Read through the entries below and copy each line where "window" turns up.

[Stored data entries]
---

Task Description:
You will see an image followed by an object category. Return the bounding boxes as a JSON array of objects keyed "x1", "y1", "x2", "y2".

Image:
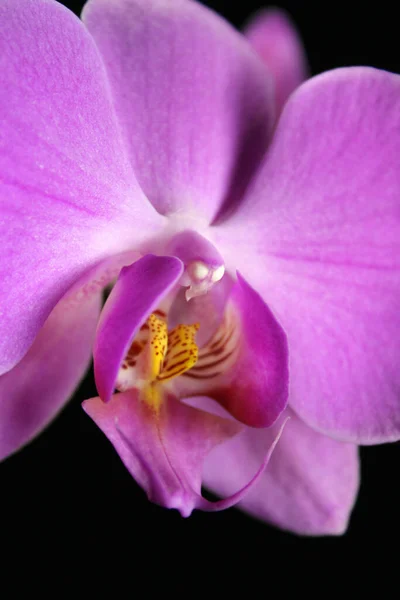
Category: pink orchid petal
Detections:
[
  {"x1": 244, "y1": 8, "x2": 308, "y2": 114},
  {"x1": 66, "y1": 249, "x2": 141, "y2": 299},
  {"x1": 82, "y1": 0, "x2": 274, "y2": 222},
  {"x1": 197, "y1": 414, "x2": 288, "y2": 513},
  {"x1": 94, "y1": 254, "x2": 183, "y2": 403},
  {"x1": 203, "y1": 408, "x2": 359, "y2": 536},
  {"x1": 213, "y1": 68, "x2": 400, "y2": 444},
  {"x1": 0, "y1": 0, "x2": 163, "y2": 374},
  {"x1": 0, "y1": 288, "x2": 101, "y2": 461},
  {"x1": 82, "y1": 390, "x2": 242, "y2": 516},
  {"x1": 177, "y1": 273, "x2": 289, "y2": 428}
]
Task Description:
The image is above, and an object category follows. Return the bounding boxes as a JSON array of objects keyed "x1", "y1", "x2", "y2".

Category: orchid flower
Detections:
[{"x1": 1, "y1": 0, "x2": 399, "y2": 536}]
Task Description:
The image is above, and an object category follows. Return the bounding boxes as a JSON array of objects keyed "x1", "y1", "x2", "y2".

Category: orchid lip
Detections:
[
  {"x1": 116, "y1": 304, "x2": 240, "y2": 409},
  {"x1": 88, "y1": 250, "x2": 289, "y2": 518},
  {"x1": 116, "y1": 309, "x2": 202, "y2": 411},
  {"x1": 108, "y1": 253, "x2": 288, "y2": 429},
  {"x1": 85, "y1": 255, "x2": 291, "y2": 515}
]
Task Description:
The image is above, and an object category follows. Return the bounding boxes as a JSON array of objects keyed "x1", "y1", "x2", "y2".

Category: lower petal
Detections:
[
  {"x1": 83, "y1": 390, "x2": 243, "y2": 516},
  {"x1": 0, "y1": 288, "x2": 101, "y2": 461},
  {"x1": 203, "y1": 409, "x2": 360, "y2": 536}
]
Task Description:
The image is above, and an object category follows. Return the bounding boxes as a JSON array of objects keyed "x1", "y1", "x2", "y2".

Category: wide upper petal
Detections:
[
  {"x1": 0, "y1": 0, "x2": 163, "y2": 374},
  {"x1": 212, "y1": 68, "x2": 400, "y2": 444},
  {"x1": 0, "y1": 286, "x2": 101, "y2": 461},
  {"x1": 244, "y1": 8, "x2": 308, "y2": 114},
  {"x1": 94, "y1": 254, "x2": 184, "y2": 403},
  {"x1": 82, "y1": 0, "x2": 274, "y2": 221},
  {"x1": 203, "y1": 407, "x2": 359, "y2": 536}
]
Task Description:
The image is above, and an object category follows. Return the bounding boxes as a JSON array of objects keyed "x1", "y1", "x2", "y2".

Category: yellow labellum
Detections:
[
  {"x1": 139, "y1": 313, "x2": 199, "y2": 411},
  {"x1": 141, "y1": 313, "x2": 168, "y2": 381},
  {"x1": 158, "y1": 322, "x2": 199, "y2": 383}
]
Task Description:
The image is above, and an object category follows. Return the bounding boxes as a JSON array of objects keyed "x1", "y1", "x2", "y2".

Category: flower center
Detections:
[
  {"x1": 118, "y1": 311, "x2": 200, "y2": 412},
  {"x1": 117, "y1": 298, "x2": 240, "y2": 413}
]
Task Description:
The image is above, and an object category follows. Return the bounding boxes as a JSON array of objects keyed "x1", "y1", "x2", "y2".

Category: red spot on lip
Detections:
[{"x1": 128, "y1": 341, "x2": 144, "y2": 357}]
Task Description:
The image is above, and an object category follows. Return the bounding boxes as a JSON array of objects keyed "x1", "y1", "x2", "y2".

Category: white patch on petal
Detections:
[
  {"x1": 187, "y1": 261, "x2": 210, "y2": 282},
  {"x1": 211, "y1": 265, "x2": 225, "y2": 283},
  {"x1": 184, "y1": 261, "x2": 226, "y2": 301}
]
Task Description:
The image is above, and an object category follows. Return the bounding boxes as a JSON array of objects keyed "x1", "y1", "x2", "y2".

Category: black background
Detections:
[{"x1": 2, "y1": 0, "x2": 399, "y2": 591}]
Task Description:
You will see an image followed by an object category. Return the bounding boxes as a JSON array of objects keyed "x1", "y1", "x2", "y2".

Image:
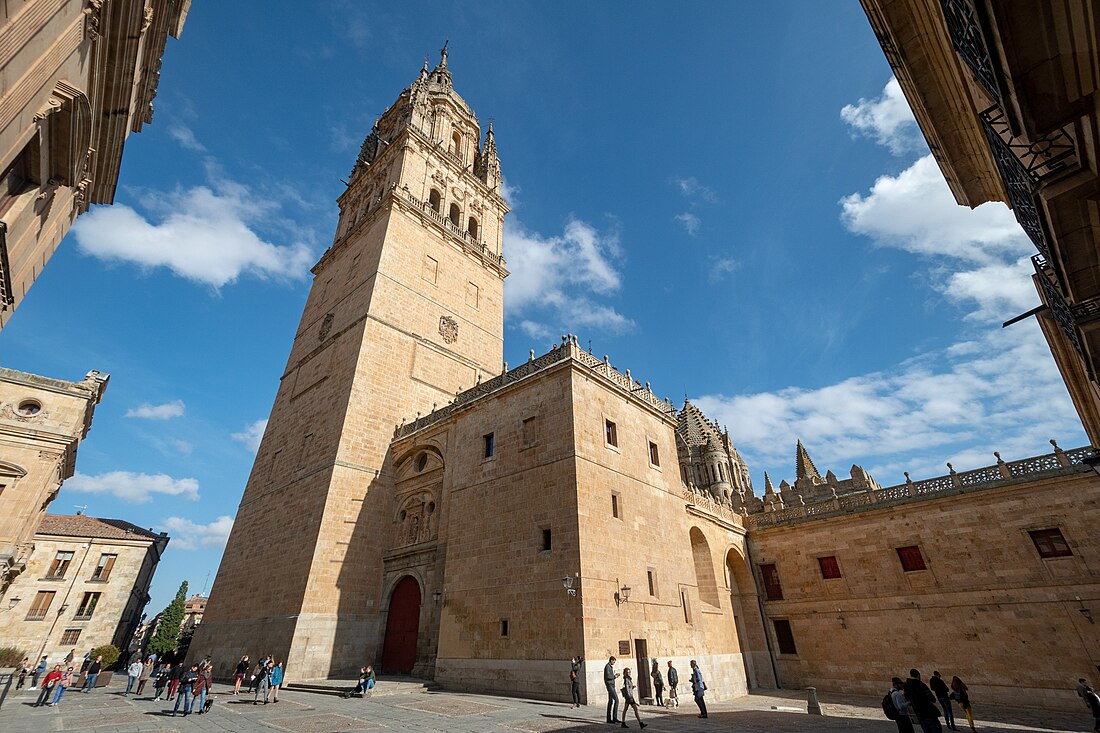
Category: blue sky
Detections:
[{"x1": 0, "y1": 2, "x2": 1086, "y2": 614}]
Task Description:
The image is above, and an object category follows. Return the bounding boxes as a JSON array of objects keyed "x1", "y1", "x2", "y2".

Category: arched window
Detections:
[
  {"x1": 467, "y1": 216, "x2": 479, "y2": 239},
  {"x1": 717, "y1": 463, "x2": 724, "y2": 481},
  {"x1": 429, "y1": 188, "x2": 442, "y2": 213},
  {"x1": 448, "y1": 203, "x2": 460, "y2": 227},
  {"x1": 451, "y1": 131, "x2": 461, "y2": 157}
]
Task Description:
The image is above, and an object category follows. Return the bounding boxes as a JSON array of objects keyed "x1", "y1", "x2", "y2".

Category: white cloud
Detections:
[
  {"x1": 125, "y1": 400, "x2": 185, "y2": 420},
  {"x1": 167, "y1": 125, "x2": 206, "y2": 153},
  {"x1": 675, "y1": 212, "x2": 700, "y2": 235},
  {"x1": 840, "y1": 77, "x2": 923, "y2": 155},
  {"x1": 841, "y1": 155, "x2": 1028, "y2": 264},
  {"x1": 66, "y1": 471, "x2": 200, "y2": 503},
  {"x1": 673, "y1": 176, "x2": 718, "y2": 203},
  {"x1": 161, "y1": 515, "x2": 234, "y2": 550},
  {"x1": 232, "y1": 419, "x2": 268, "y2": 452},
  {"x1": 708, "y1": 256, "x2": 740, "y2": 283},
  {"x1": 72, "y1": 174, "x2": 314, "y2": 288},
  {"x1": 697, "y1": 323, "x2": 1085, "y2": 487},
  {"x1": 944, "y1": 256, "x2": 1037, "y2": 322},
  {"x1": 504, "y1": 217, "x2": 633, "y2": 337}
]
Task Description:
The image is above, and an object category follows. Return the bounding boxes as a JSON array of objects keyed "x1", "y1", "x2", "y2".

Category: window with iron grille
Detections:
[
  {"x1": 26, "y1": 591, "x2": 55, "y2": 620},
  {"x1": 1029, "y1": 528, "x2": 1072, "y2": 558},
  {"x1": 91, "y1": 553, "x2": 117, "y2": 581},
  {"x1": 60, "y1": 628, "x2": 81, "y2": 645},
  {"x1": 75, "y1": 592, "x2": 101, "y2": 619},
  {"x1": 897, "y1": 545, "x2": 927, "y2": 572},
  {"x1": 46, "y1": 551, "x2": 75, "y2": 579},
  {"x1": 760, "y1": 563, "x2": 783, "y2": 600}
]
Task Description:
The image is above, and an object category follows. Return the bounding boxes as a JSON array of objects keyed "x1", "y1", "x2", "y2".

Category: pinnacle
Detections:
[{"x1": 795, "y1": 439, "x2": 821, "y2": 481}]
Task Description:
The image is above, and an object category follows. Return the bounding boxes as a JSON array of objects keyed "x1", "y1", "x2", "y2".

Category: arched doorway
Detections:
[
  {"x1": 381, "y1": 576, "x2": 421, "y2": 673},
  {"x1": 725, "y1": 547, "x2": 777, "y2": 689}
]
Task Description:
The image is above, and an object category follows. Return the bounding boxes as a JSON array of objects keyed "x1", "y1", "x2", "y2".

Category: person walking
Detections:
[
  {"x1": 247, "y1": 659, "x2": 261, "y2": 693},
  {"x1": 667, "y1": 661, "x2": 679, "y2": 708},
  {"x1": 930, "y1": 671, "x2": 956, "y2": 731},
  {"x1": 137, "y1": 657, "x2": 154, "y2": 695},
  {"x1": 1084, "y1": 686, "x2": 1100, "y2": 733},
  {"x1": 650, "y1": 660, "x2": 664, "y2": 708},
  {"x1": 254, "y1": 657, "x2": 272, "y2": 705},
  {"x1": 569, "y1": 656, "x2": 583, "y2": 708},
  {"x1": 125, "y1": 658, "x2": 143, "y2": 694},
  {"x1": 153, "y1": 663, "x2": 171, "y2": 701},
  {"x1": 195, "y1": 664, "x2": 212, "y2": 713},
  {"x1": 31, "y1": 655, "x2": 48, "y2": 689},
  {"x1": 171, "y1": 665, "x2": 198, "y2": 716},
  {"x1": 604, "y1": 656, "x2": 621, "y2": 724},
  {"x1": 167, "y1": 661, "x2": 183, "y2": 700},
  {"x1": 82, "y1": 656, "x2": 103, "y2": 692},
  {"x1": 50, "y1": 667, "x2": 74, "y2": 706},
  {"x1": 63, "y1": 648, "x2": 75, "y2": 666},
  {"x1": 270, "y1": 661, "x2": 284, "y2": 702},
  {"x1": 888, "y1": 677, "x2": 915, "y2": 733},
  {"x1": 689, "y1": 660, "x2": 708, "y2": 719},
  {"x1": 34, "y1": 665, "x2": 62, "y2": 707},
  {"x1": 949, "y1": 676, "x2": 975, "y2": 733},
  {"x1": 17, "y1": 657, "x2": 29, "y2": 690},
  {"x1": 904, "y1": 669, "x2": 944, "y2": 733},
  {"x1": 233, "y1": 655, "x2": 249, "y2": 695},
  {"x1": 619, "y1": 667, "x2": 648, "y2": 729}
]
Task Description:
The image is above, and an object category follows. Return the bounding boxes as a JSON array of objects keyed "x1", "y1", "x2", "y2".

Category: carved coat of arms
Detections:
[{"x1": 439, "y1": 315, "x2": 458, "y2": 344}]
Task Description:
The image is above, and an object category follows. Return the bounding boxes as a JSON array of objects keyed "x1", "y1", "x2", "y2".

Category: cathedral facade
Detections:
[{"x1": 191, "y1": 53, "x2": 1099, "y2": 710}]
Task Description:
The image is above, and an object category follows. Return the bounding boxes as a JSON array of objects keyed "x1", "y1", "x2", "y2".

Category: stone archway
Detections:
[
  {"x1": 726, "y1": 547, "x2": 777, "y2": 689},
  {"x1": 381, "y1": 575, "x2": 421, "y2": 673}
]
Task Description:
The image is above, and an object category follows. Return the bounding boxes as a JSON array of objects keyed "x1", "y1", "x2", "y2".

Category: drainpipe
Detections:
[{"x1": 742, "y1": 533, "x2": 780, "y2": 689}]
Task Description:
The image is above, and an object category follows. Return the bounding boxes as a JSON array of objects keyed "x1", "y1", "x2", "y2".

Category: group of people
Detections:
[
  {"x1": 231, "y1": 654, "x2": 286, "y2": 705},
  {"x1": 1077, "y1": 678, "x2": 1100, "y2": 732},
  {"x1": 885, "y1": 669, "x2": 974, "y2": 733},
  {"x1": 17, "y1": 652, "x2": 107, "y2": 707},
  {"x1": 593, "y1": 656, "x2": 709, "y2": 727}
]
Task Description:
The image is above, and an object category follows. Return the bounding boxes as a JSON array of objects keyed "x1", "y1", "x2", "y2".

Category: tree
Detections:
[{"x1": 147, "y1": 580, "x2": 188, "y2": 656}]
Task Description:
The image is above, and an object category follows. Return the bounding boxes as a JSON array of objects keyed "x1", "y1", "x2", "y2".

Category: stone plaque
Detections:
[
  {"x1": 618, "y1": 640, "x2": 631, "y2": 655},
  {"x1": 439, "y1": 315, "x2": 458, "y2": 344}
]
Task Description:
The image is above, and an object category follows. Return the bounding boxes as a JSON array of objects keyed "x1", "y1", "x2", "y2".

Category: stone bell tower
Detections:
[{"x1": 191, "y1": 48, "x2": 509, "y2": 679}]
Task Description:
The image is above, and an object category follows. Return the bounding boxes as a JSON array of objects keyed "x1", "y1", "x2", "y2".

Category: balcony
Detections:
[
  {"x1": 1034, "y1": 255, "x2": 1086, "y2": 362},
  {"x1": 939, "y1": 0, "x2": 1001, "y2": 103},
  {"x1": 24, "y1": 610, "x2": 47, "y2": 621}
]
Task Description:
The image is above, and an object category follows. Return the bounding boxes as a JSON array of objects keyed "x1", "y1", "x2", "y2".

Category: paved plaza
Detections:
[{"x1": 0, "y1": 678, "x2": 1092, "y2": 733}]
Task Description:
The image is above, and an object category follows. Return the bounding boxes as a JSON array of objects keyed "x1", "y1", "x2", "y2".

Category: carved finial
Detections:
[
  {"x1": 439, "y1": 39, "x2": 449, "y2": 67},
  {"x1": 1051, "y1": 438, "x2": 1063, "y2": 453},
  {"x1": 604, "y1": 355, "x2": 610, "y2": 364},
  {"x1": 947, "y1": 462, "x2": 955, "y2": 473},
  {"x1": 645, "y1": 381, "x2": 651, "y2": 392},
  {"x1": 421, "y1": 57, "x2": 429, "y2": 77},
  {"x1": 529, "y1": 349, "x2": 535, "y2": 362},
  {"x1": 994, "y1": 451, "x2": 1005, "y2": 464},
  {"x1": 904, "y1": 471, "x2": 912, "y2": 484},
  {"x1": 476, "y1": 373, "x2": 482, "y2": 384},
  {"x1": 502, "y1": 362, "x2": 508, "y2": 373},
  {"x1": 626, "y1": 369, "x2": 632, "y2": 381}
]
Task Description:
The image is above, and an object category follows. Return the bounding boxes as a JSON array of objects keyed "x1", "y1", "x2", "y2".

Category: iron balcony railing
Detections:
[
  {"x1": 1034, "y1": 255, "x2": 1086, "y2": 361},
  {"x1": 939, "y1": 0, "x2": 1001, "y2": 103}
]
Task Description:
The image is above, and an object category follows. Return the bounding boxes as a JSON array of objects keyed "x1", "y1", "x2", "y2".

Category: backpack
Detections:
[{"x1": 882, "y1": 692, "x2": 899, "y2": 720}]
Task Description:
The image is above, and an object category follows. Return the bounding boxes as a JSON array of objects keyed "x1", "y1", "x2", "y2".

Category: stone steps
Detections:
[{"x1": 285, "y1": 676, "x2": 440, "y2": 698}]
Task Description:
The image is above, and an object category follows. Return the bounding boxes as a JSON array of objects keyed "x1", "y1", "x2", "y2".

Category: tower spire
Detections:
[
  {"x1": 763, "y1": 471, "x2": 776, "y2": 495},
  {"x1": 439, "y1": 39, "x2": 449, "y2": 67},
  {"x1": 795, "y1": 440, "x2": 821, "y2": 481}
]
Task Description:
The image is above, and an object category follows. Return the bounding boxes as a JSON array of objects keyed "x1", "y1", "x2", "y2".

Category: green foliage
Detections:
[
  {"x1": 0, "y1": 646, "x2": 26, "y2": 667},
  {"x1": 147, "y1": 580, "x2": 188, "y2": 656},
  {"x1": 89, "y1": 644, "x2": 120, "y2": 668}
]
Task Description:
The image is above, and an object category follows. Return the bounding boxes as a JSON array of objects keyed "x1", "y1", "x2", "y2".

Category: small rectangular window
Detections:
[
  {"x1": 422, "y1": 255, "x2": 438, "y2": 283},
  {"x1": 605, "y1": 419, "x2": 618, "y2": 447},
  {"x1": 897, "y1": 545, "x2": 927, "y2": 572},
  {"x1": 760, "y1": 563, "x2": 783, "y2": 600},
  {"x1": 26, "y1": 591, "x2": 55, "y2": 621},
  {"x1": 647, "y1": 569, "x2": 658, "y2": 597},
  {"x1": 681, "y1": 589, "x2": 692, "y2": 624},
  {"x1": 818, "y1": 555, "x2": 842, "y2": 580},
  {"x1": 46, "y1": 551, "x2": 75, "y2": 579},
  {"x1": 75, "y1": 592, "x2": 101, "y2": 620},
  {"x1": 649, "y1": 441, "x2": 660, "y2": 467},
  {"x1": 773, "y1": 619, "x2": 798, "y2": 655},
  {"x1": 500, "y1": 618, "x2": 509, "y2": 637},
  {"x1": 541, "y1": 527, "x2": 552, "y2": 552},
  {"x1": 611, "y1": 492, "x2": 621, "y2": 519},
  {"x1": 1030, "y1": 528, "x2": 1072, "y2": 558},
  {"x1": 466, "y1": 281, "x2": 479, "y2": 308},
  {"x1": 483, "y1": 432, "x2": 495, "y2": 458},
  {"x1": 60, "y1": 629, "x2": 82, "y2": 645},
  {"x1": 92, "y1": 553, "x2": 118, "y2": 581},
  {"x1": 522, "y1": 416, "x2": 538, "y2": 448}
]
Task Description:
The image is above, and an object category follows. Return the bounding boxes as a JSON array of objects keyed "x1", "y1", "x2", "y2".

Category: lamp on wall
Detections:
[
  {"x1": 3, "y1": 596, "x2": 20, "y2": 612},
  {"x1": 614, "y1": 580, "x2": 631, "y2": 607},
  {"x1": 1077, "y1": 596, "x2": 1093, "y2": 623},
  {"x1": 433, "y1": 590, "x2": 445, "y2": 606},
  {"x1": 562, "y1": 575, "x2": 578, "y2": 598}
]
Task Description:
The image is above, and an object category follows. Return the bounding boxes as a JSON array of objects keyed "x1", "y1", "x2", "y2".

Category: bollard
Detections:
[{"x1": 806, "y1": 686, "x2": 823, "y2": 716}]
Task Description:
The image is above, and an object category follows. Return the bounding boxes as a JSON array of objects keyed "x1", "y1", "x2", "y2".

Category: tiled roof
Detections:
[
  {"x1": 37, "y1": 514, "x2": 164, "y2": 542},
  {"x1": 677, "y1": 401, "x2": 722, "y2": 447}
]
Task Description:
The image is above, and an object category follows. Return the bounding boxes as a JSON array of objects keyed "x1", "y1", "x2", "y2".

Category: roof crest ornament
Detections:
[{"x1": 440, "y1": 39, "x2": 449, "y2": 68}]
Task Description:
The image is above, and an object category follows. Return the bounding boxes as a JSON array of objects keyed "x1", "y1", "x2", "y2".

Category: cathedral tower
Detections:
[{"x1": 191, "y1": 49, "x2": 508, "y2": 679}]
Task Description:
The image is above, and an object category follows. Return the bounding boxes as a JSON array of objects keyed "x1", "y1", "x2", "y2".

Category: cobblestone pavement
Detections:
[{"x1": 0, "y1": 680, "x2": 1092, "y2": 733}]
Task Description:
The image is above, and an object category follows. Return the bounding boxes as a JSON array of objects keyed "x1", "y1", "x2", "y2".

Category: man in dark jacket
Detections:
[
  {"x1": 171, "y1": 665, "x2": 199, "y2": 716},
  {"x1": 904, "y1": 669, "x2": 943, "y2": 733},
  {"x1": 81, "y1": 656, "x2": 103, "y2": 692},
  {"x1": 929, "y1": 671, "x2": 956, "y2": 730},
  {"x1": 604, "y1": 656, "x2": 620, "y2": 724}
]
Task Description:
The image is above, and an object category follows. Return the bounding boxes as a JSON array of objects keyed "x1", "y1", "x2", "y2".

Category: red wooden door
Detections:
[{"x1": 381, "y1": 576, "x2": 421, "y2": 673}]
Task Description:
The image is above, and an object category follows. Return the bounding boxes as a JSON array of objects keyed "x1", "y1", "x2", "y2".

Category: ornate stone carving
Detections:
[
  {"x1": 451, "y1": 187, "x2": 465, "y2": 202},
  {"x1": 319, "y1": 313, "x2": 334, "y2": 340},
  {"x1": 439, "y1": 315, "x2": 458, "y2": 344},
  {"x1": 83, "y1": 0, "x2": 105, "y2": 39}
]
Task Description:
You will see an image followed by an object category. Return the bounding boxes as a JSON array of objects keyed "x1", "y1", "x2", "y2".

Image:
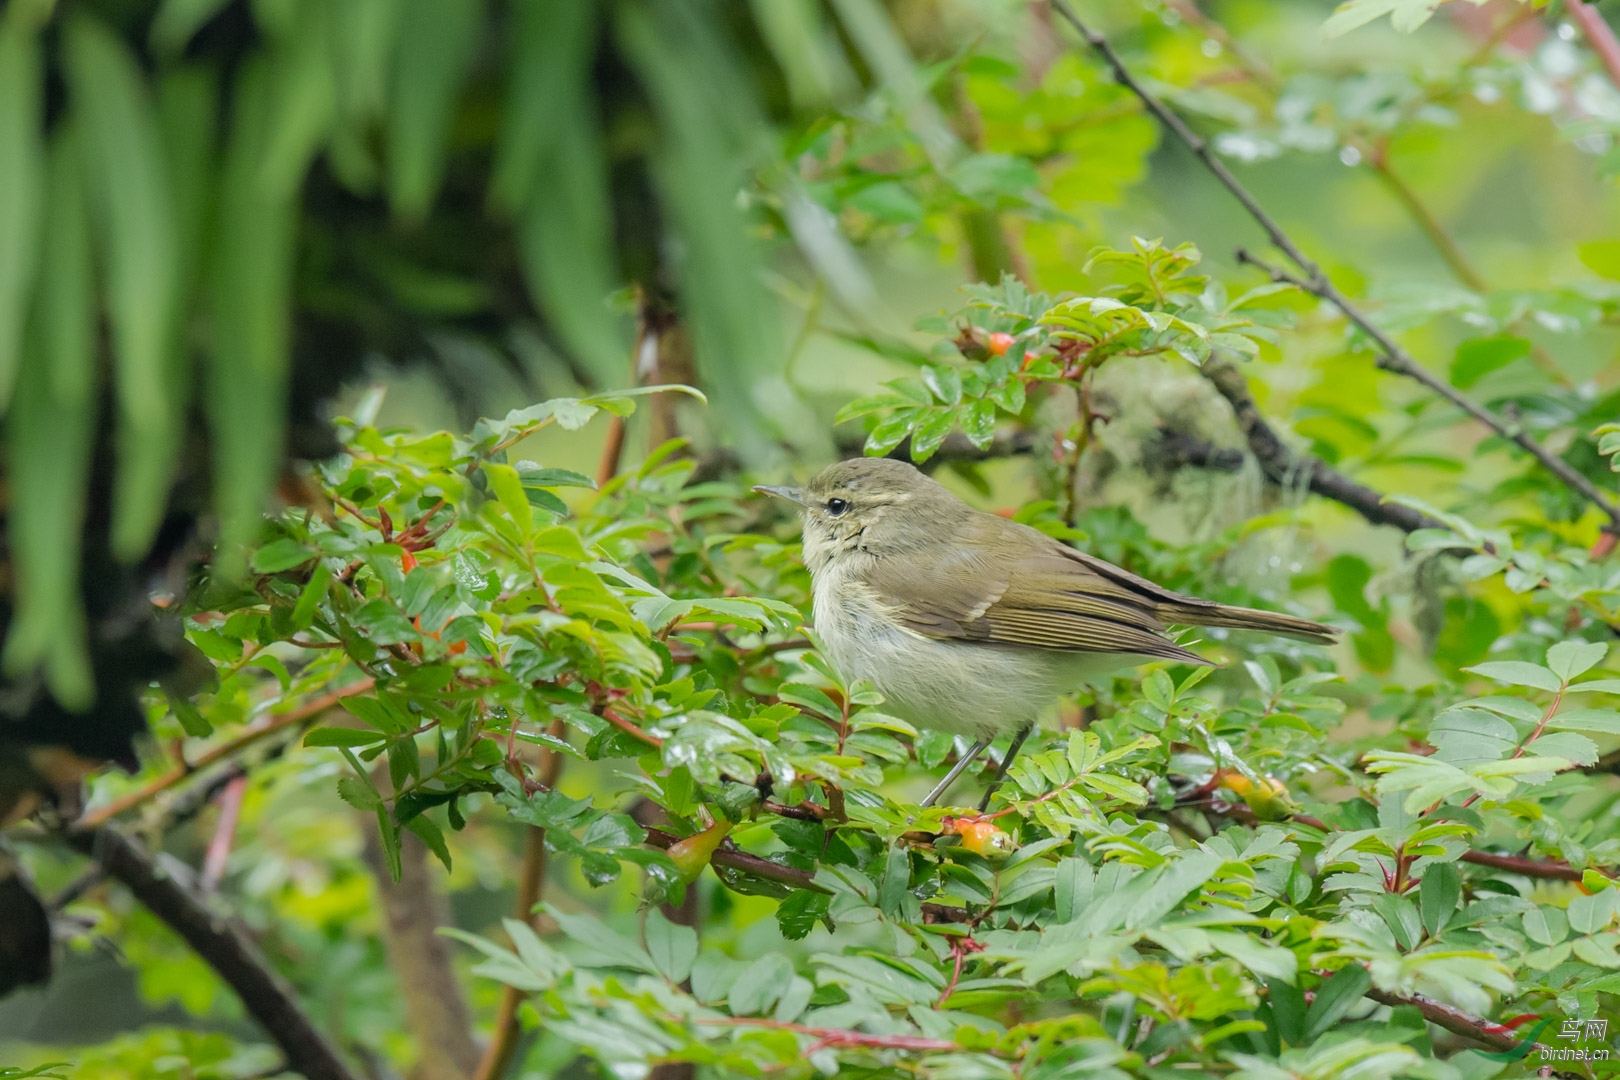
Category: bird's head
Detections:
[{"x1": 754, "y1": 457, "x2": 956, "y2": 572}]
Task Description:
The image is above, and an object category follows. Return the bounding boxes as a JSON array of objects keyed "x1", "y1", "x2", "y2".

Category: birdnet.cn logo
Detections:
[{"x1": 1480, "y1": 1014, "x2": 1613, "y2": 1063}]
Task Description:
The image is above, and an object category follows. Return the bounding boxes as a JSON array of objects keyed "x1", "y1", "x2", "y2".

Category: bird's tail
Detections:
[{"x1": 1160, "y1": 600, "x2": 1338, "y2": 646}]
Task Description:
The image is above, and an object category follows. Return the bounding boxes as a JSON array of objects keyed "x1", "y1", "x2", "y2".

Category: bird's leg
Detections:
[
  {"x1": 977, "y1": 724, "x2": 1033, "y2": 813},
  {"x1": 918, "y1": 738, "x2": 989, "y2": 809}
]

---

- [Response below]:
Category: arched window
Category: window with iron grille
Category: small rectangular window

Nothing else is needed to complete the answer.